Problem details: Pull out each line below that contains the word "cushion", and list those lines.

Input rows:
──────────

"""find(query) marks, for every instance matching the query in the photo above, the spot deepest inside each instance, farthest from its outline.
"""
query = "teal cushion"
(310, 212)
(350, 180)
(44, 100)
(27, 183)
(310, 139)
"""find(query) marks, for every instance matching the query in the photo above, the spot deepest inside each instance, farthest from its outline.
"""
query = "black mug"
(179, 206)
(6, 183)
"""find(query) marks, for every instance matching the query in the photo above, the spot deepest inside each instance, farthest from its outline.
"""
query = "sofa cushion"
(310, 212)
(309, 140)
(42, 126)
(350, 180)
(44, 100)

──────────

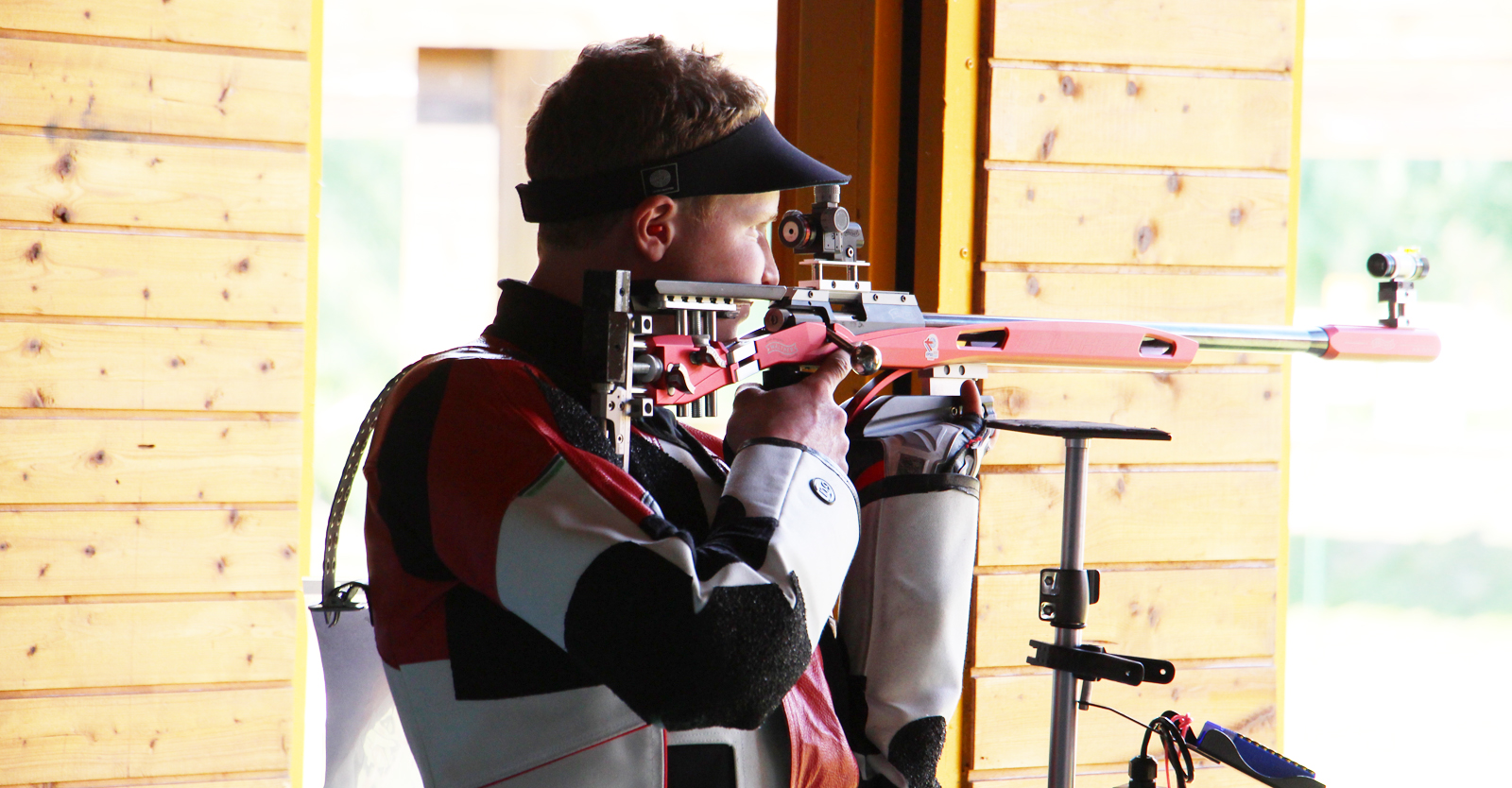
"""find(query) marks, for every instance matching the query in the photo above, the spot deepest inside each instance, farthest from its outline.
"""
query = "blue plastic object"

──────────

Finished exercise:
query = "teal cushion"
query = "sofa cushion"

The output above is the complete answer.